Task prompt
Retype exactly, and only, the lines from the one that contains "Reviewer note: every instance of the large" through the final line of the entries.

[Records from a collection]
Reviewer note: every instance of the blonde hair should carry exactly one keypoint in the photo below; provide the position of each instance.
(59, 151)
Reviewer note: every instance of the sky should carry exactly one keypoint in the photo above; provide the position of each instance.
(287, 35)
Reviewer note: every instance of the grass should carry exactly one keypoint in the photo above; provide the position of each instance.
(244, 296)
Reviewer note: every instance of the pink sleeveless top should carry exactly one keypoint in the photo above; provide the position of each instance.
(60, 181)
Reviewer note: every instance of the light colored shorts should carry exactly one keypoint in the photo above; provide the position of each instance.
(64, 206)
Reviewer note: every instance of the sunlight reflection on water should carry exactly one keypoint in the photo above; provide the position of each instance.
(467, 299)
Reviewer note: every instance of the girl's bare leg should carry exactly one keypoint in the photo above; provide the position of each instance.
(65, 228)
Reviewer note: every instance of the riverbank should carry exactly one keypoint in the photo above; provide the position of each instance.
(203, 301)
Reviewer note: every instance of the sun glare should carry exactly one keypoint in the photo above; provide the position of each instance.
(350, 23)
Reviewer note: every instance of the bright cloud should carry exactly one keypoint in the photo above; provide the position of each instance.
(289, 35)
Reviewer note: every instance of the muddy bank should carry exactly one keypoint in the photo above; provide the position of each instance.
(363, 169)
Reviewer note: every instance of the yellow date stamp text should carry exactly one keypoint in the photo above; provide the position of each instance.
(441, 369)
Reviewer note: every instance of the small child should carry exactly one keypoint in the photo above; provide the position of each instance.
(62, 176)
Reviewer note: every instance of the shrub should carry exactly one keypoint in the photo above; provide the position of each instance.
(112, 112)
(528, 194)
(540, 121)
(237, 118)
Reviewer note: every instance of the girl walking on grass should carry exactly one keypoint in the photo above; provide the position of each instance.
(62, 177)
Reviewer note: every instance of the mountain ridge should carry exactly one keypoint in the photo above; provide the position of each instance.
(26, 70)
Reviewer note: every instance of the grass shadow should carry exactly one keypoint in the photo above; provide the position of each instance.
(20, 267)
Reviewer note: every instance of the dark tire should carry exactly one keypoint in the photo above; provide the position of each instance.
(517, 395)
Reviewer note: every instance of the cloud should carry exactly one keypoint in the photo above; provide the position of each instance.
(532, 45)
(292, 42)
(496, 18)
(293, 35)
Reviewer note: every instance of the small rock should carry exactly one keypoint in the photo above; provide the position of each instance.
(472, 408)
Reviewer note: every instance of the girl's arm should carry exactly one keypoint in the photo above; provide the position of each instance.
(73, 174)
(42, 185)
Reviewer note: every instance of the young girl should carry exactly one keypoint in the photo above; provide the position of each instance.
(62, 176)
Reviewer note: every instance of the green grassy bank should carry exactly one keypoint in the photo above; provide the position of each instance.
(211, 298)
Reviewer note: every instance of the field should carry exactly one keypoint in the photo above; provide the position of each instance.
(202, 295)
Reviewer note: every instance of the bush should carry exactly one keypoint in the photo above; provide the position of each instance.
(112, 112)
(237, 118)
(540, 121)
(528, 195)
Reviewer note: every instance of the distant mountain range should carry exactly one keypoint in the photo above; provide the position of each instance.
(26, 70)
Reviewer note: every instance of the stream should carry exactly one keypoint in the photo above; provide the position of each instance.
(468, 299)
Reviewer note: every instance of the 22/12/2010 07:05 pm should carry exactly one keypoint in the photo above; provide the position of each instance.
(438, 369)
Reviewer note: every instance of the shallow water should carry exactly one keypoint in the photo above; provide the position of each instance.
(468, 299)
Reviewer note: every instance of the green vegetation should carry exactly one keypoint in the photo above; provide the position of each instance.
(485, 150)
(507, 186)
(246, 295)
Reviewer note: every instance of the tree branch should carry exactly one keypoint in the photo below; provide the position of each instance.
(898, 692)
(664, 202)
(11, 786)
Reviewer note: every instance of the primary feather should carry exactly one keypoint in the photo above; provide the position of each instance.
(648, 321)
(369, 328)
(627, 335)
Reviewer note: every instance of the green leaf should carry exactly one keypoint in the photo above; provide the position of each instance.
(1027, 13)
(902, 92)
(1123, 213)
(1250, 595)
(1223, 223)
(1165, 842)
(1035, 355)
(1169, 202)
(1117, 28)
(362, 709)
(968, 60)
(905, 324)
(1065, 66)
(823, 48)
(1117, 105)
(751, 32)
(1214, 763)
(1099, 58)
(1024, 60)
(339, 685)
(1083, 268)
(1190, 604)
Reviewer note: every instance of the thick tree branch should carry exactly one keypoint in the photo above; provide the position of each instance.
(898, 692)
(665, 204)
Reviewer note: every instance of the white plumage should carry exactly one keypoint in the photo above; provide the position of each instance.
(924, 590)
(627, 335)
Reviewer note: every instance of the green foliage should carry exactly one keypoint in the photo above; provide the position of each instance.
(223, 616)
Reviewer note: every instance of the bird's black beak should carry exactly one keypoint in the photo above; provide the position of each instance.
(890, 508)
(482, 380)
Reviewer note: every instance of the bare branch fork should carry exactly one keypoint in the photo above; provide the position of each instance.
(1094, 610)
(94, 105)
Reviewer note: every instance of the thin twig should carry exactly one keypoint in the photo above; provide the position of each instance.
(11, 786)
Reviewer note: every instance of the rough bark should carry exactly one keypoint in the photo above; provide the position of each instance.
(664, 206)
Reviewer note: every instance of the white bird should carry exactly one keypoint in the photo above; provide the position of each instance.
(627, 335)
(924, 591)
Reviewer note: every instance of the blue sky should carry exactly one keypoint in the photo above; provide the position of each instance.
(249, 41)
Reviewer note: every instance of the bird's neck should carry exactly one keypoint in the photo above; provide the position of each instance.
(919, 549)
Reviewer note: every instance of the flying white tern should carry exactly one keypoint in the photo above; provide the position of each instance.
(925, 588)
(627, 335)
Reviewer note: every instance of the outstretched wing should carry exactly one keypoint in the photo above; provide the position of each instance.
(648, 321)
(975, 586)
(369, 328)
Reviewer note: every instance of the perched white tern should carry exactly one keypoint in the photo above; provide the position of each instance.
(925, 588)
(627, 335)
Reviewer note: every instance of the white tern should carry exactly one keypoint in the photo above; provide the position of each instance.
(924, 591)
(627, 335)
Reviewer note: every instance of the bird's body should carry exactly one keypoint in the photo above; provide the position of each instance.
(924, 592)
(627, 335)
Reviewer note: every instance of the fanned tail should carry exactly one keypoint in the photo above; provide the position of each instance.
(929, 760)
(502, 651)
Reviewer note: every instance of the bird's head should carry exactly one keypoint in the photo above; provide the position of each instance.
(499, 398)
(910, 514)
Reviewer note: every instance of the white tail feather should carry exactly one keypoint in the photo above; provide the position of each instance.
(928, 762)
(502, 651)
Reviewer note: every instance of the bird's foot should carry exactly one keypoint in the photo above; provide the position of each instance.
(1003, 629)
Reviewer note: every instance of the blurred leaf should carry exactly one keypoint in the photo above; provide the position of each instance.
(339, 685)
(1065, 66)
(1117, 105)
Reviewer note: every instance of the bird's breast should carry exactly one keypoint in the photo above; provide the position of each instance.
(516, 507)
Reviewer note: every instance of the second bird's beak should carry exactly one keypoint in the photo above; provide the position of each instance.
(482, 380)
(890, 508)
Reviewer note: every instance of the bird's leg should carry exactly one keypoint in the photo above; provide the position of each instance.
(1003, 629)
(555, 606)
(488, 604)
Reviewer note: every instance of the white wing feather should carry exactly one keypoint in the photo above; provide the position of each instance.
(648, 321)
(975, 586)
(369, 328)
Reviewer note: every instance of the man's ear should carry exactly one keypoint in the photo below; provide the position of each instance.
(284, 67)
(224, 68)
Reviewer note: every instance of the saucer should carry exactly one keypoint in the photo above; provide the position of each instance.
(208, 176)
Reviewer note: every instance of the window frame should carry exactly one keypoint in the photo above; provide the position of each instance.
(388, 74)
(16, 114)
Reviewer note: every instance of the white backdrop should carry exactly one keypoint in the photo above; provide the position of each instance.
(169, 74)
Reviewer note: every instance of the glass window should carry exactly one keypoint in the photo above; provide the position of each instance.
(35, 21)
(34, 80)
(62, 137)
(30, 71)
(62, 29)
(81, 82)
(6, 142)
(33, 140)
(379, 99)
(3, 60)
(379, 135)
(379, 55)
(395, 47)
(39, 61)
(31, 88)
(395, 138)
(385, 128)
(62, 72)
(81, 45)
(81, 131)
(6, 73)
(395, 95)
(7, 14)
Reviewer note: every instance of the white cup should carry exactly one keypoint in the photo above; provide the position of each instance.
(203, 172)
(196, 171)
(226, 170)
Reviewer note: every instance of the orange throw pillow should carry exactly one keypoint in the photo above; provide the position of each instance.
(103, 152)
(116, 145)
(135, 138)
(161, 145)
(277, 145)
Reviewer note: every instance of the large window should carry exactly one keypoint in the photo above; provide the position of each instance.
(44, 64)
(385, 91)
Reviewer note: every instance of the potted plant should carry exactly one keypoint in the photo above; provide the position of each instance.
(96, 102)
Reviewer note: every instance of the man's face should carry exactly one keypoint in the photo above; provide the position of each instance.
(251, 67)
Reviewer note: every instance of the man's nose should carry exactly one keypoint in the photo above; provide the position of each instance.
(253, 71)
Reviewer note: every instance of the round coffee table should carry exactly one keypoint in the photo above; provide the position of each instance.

Solution for this exercise
Reviewer note: every instance of the large window should carry exactly one keypoint in the photo above; provide the position of each instance.
(44, 64)
(385, 91)
Reviewer note: every instance of the potted plant should carry exactly one keypoint in the photo above; provide the position of each instance.
(96, 102)
Reviewer note: every instance of the man's face should carry exactly one keypoint in the photo above; provide the position of each instance.
(251, 67)
Reviewer note: every instance of the man's nose should carry exactly one keypoint in the photo above; provide the position of each instance.
(253, 71)
Reviewer note: every instance of the round coffee table should carry exactly one keypoint in the photo above; provide the position of each instance.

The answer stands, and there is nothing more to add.